Task prompt -
In the records below, take the line containing "the concrete lintel" and every line following it, and write them out exactly.

───── Working data

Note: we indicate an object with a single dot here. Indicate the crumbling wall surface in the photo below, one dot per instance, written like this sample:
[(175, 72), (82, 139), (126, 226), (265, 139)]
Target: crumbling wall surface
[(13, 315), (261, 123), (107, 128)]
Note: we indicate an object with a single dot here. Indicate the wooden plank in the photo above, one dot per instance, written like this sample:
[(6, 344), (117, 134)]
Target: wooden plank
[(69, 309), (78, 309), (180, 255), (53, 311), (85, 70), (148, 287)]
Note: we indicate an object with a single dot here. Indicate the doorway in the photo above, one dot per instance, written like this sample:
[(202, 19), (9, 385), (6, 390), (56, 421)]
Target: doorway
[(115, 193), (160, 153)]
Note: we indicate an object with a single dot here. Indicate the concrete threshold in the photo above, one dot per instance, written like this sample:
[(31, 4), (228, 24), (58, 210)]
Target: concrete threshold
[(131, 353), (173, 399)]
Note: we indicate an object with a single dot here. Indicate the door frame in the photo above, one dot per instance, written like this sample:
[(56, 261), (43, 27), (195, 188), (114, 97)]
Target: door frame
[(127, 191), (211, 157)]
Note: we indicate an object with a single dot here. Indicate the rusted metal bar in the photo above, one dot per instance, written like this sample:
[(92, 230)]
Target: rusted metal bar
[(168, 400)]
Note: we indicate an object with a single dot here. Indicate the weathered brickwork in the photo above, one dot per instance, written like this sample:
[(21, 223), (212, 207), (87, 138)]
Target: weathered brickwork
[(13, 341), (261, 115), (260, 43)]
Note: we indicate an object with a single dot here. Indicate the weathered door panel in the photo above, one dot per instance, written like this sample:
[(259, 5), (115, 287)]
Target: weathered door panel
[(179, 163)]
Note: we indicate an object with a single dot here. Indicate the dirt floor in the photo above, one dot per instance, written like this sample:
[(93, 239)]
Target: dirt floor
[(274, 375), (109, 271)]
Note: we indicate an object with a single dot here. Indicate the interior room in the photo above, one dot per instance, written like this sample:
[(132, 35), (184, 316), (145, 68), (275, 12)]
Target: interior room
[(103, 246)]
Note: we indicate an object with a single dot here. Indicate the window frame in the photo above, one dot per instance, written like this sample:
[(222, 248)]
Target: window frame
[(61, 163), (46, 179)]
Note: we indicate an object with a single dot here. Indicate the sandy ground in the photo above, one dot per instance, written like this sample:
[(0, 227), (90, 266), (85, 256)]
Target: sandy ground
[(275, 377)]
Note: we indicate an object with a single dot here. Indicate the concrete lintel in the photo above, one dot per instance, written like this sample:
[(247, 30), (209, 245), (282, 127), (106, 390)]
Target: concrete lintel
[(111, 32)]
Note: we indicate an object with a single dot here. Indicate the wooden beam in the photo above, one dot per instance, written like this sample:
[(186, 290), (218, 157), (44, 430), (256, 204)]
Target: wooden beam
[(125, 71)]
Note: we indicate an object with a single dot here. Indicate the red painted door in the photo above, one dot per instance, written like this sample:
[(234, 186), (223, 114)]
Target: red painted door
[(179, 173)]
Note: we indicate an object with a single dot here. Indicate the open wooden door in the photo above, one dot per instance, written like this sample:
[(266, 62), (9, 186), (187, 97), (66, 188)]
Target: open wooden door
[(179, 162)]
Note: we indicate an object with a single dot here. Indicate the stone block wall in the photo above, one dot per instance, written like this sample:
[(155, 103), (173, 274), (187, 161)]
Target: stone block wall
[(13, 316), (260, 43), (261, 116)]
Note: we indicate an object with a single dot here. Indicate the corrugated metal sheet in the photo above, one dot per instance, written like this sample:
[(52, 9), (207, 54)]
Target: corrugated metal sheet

──────────

Task answer -
Note: we indicate an object with a single dot here. Indicate the concrete lintel in the photo above, one dot per instance, written like this sample:
[(247, 30), (209, 245), (282, 127), (106, 390)]
Target: concrete lintel
[(111, 32)]
Note: we indicate an object with a single dot here. Indicate the wooden beam in the photo above, one dot per instance, written like this sample:
[(186, 290), (218, 157), (44, 430), (256, 204)]
Target: wooden beam
[(125, 71)]
Note: we indicate an object with a single dot here. Indicate the red painted door in the photo above, one dot per instance, written like this sample:
[(234, 186), (223, 114)]
Target: red painted door
[(179, 173)]
Note: we indicate an object with a single dot here. Indicate the open wooden door in the photo above, one dot per instance, written like this sample:
[(266, 62), (9, 186), (187, 97), (66, 188)]
Target: open wooden door
[(179, 162)]
Note: we indicate an object with a single dot here. Indicate the stone block wall in the photo above, one dot per instance, written like this sample:
[(155, 103), (173, 274), (187, 161)]
Target: stone block wall
[(13, 316), (260, 43), (261, 116)]
Note: we indicate an object with a single dot here. Indicate the corrugated metal sheet in the photo above, one dot per instance, written like this sample:
[(52, 9), (207, 54)]
Target: corrugated metal sheet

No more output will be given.